***** QUOTED PASSAGE
Awards and highlights
- 2× CFL East All-Star (1960, 1961); All-Time Argo (2005);

Career NFL statistics
- Rushing yards: 544
- Rushing average: 3.5
- Receptions: 37
- Receiving yards: 444
- Total touchdowns: 6
- Stats at Pro Football Reference

Career CFL statistics
- Total yards: 5,030
- Total touchdowns: 33
- Points scored: 435

= Dave Mann (gridiron football) =

American gridiron football player (1932–2012)

David Carl Mann (June 2, 1932 – May 22, 2012) was an American professional football halfback and punter in the National Football League (NFL) and Canadian Football League (CFL). Mann was one of the first two black players to play college football for Oregon State College (OSC), helping to break the color barrier there in 1951. Mann also played two seasons in Minor League Baseball.

==Playing career==

In 1951 Mann was one of two players to break the color barrier on the varsity football team at Oregon State College.

Born in Berkeley, California, Mann played college football at Oregon State College. Mann was one of two black players on the 1951 Oregon State roster — the first in the history of the school.

Due to issues with academic eligibility, Mann left Oregon State and played professional baseball during the 1952 and 1953 seasons for the Oakland Oaks of the Pacific Coast League as a pitcher and outfielder.

In June 1953, Mann turned age 21 and was drafted into the U.S. Army. Stationed at Fort Ord in California, he played on the base football team, which defeated the Quantico Marines Devil Dogs in the December 1953 edition of the Poinsettia Bowl, an armed forces football championship game held several times in the early 1950s; Mann scored two touchdowns against the Marines.

Mann was selected in the seventh round of the 1954 NFL draft by the Chicago Cardinals in the National Football League (NFL). He played for the Cardinals for three seasons as a punter, running back, and a special teams member.
**********
***** DATA LISTING
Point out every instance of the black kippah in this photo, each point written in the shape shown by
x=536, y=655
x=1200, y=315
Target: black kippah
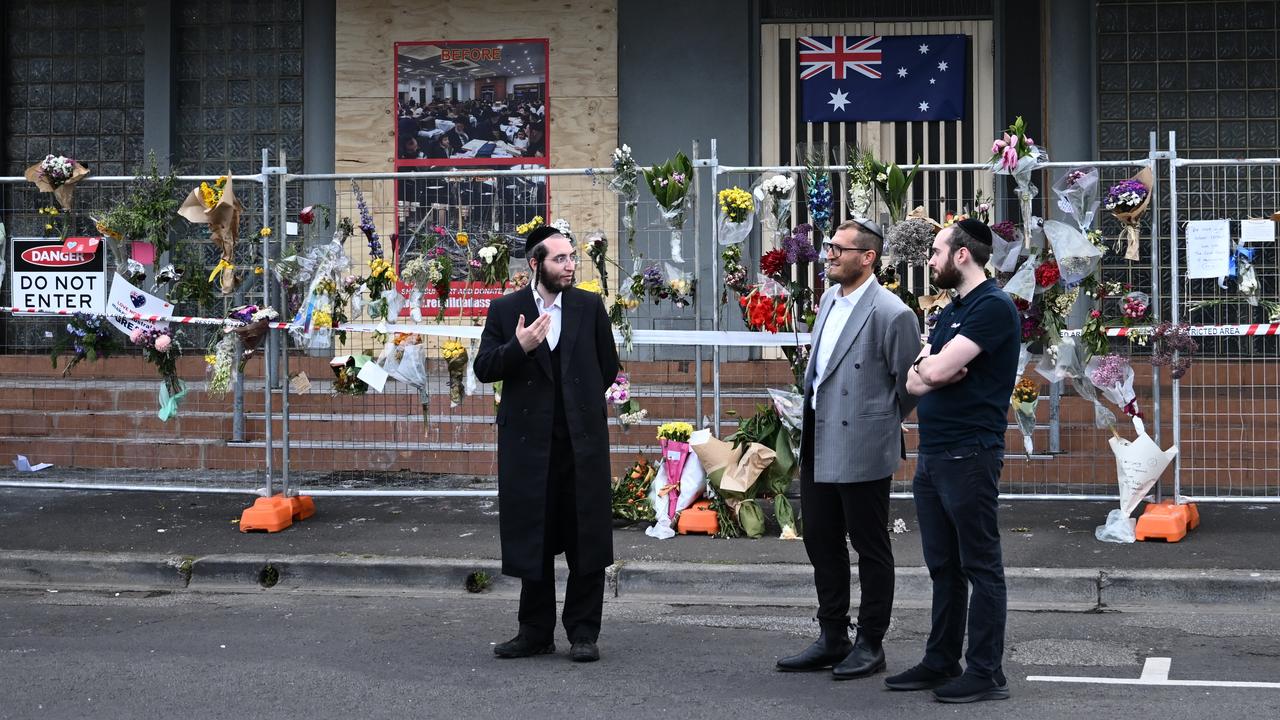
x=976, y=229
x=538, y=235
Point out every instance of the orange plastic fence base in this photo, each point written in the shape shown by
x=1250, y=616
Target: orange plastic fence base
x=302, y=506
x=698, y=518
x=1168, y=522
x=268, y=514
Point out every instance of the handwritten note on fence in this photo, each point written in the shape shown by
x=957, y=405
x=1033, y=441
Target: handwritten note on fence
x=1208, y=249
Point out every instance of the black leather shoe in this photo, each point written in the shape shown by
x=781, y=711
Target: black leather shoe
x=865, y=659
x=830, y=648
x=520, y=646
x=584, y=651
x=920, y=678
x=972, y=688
**********
***** DATA LISTING
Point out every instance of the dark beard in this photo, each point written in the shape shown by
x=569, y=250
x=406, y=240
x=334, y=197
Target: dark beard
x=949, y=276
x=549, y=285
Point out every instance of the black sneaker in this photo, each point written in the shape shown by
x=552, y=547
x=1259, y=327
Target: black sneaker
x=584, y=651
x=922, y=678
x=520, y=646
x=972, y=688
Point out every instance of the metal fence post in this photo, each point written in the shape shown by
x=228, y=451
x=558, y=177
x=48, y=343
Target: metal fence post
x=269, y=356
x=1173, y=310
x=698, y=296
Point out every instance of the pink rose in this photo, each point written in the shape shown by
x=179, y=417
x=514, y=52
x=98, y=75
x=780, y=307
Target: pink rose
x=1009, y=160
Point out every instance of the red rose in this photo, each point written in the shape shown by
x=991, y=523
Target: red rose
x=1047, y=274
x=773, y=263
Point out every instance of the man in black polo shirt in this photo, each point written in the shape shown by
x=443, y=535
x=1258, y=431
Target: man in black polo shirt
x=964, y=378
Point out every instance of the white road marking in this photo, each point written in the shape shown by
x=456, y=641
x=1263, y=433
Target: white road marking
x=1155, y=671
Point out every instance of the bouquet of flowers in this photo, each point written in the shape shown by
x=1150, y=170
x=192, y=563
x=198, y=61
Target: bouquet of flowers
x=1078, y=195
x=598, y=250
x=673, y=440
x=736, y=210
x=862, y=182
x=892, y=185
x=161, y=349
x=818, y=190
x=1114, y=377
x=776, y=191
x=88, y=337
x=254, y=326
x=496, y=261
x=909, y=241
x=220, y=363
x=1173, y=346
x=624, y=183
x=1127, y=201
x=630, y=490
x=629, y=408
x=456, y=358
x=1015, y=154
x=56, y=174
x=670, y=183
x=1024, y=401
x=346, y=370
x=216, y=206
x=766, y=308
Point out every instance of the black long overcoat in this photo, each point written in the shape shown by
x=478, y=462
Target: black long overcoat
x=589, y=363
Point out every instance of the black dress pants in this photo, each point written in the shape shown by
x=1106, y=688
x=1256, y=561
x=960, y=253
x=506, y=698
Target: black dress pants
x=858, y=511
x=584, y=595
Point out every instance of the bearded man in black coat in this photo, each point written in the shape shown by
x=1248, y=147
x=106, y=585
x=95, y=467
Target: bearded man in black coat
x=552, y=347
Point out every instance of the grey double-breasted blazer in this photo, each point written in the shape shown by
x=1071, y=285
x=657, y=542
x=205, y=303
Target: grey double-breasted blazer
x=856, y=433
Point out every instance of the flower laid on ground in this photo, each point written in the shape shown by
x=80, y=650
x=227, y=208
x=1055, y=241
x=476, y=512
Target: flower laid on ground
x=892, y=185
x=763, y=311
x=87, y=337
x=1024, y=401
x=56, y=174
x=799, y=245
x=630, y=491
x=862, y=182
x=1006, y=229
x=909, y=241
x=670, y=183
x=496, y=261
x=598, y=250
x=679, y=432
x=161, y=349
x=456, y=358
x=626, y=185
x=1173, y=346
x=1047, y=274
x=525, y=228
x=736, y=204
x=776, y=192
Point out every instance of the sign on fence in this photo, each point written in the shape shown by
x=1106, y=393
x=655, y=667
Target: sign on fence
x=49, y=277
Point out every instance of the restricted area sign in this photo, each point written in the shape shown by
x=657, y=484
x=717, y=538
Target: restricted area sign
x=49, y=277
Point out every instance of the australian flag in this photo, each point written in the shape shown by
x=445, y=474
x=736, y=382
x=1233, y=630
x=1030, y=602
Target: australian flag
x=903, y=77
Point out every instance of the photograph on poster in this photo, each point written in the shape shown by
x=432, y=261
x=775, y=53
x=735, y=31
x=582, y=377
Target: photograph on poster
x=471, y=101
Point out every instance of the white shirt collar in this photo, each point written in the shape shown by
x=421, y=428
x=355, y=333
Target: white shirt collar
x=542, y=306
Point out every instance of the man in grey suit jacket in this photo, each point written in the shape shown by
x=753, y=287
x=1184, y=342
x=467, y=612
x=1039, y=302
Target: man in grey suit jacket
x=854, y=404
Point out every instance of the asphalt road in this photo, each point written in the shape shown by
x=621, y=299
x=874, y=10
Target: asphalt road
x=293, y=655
**********
WORK REQUEST 1: From the Dave Mann text, repeat word for word the passage that begins at the words "In June 1953, Mann" and stops after the words "special teams member.".
WORK REQUEST 2: In the Dave Mann text, which team selected Mann in the seventh round of the 1954 NFL draft?

RESPONSE 1:
In June 1953, Mann turned age 21 and was drafted into the U.S. Army. Stationed at Fort Ord in California, he played on the base football team, which defeated the Quantico Marines Devil Dogs in the December 1953 edition of the Poinsettia Bowl, an armed forces football championship game held several times in the early 1950s; Mann scored two touchdowns against the Marines.

Mann was selected in the seventh round of the 1954 NFL draft by the Chicago Cardinals in the National Football League (NFL). He played for the Cardinals for three seasons as a punter, running back, and a special teams member.

RESPONSE 2: The Chicago Cardinals.